§ Work to do
How many lines in the listing below contain the string "boar"? Reply with the number alone.

--------------------------------------------------

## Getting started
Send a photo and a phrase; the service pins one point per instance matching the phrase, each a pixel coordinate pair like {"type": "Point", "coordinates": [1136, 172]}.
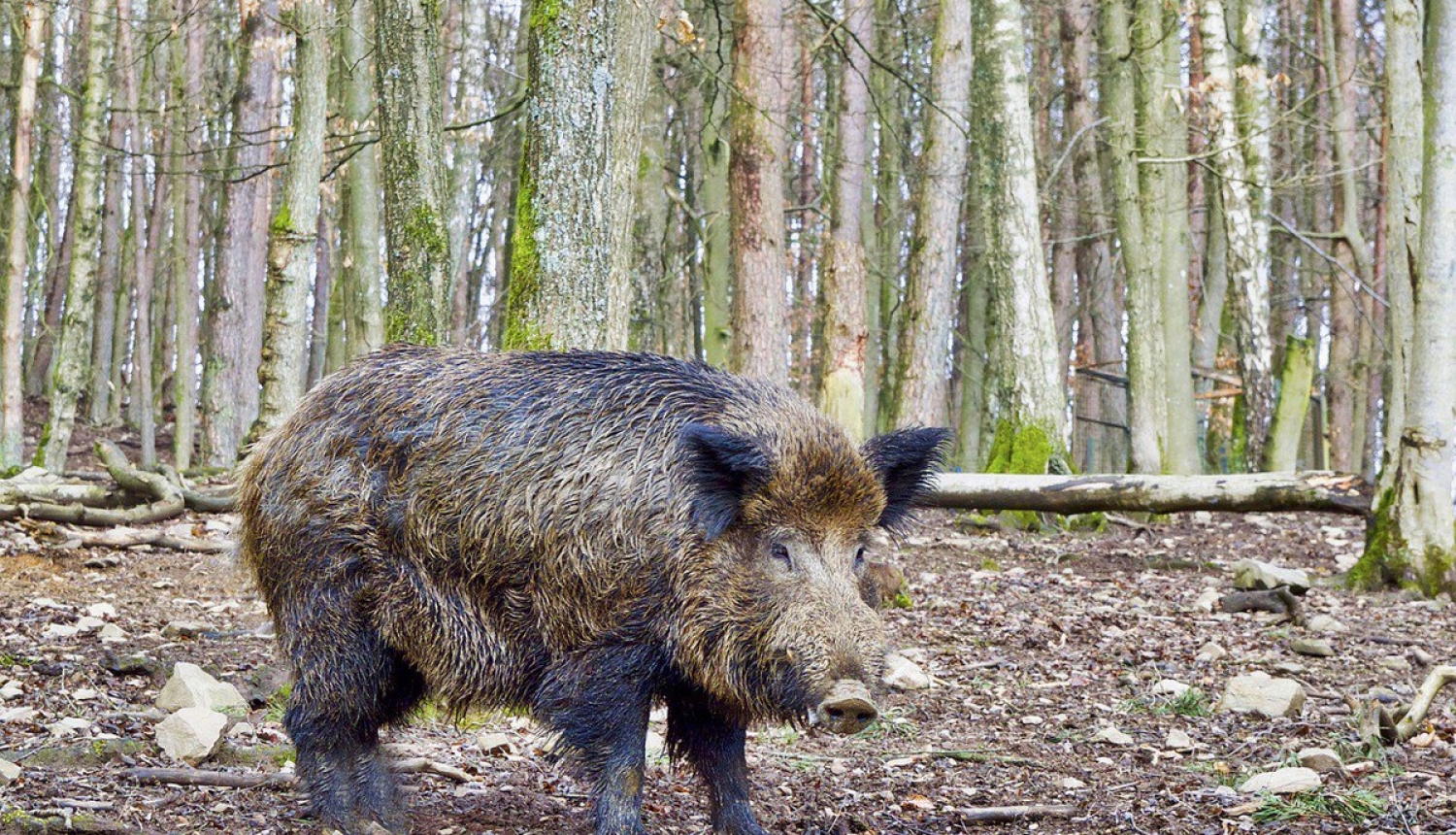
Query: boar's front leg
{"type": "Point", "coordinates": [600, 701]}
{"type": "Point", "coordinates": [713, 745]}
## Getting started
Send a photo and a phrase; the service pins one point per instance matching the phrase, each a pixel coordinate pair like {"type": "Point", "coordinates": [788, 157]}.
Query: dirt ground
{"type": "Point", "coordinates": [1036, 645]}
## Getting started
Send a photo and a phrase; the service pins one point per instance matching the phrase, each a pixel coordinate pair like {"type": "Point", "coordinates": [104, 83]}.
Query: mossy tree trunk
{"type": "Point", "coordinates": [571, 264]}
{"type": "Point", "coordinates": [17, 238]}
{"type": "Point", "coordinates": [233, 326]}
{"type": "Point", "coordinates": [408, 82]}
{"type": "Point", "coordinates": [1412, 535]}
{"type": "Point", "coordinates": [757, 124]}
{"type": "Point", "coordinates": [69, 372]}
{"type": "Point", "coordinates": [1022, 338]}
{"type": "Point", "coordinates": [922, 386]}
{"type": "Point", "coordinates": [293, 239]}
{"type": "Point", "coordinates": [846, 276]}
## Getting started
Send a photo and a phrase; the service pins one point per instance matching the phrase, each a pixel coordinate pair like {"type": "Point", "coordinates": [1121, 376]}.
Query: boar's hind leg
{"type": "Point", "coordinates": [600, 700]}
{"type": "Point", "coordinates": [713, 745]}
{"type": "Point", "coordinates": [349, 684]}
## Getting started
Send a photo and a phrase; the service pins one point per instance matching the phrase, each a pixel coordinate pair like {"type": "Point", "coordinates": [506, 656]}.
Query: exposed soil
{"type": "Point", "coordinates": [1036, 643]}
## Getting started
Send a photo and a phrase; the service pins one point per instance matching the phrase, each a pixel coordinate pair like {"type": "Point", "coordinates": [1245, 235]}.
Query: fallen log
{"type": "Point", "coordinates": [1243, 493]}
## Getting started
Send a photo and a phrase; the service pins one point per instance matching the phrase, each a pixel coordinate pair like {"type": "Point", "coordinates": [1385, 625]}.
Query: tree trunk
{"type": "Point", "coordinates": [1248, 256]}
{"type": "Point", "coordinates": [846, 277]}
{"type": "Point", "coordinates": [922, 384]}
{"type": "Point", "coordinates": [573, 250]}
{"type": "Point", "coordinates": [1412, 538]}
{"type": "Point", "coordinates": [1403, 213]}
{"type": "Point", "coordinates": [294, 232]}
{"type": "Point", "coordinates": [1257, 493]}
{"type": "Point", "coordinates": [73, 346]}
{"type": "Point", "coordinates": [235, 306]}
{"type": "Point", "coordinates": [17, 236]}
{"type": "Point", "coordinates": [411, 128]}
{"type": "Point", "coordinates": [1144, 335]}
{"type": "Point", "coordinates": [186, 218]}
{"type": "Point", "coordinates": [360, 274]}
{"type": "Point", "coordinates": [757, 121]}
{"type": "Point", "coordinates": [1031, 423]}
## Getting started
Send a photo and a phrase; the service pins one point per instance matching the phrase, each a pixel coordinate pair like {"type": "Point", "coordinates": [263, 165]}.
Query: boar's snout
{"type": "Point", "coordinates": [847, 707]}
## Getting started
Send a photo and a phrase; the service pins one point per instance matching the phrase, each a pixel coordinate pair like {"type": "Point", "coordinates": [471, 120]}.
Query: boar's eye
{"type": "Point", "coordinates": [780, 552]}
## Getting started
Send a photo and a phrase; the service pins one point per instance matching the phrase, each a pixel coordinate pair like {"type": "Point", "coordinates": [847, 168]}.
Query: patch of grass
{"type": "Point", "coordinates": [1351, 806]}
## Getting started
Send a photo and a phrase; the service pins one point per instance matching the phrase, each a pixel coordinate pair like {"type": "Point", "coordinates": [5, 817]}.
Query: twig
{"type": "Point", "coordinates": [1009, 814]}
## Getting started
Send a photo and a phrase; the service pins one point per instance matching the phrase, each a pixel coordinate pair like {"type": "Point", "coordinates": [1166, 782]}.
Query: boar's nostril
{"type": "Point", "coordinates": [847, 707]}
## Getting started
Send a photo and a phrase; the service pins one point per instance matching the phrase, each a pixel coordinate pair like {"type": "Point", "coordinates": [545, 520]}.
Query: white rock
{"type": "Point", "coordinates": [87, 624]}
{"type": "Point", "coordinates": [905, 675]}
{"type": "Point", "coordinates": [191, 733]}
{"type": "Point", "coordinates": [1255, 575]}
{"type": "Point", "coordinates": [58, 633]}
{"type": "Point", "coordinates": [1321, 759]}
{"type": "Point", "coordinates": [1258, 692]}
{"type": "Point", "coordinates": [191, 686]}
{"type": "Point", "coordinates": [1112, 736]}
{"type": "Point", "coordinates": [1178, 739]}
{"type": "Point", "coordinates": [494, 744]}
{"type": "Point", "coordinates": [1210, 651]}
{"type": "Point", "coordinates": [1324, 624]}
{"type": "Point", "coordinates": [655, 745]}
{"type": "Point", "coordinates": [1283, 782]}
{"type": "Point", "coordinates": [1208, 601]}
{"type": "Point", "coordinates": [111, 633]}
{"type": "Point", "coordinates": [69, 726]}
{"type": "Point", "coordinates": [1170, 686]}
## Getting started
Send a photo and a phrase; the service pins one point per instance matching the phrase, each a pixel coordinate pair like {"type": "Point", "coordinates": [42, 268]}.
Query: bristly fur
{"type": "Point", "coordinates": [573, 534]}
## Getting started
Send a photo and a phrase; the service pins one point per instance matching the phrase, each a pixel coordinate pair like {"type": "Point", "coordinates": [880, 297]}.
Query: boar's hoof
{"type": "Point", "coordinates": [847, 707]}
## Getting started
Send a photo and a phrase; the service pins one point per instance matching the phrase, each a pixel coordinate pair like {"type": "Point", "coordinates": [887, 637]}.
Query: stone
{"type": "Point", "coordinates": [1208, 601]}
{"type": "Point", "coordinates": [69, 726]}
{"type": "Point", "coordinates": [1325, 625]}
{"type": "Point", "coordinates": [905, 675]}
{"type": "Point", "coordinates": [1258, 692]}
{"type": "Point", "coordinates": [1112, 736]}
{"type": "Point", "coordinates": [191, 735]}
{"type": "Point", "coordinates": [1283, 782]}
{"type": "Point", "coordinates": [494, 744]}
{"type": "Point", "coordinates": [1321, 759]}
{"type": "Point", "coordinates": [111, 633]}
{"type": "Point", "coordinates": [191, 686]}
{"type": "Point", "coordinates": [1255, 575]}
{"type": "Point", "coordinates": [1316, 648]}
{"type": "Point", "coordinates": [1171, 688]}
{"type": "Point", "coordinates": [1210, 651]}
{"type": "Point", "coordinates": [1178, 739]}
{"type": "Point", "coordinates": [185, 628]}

--------------------------------------------------

§ Answer for this exercise
6